Instructions to follow
The answer must consist of every line from the entries that holds the word "outline".

● ● ● ●

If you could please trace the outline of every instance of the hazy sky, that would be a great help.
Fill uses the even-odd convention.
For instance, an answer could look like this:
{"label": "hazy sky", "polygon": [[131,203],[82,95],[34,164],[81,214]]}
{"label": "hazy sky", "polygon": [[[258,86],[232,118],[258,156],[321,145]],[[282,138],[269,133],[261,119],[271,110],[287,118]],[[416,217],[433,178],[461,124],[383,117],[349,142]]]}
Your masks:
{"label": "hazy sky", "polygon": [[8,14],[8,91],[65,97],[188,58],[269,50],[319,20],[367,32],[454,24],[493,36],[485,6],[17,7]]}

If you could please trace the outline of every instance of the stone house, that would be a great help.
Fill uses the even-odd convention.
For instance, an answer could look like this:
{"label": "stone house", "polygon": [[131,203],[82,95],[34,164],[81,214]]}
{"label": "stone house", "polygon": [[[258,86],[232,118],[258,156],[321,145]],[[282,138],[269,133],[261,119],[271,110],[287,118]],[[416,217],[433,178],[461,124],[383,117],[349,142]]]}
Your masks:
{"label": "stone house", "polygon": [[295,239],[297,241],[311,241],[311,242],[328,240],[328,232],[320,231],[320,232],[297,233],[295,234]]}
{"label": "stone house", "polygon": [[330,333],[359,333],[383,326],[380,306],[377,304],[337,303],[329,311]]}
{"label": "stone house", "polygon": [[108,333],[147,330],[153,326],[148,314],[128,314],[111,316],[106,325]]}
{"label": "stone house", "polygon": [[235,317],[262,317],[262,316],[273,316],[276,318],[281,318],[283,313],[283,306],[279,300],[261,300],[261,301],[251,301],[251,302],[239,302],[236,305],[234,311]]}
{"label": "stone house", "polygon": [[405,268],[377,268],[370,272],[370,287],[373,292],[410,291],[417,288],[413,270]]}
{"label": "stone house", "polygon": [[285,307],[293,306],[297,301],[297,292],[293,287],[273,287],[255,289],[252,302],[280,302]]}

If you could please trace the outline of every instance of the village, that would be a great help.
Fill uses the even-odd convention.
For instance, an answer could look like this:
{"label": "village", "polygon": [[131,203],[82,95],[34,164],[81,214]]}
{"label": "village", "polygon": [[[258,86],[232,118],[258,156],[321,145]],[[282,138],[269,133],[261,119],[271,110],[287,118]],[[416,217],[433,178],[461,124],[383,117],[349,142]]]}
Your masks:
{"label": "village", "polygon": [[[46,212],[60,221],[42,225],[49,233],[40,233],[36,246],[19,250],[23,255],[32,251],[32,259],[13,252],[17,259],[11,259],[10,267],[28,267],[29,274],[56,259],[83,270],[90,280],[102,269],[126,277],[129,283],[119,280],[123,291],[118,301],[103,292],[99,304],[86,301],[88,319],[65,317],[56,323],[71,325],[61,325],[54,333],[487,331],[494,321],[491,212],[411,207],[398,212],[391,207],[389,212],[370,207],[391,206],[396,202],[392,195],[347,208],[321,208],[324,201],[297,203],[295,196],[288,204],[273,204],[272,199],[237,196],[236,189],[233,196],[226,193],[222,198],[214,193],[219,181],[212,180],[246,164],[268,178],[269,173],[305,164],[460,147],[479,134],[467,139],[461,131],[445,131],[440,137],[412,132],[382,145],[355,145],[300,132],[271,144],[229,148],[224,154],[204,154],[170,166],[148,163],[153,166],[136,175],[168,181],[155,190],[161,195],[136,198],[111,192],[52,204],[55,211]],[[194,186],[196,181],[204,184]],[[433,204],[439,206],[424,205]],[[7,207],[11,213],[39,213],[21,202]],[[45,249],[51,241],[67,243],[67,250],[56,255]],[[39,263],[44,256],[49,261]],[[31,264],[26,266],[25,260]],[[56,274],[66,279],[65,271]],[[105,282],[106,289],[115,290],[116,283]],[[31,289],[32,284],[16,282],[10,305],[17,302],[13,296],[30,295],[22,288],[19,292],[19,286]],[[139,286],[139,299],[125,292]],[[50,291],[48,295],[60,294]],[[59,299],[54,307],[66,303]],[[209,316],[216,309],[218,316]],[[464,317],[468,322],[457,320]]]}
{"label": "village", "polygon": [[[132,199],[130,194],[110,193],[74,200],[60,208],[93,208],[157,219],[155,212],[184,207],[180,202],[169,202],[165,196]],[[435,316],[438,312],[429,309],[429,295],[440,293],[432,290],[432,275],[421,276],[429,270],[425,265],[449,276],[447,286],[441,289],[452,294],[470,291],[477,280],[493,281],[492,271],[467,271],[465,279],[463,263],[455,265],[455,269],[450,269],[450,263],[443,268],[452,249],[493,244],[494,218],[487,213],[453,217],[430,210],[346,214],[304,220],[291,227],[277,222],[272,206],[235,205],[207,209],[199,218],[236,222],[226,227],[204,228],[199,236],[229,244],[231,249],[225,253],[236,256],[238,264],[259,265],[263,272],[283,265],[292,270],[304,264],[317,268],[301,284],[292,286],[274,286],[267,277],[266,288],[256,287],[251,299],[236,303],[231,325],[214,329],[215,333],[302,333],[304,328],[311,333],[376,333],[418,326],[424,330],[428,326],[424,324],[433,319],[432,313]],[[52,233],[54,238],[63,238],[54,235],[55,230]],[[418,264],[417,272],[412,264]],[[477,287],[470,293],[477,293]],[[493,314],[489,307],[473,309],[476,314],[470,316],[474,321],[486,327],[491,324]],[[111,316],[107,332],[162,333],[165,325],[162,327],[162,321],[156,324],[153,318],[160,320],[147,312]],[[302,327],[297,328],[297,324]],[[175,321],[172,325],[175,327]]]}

● ● ● ●

Written reply
If you could please trace the outline of every instance of the hazy sky, that would be a great help.
If you could please trace the outline of every instance of the stone house, that would be a great help.
If you could please trace the outline of every instance of the village, that would be a great help.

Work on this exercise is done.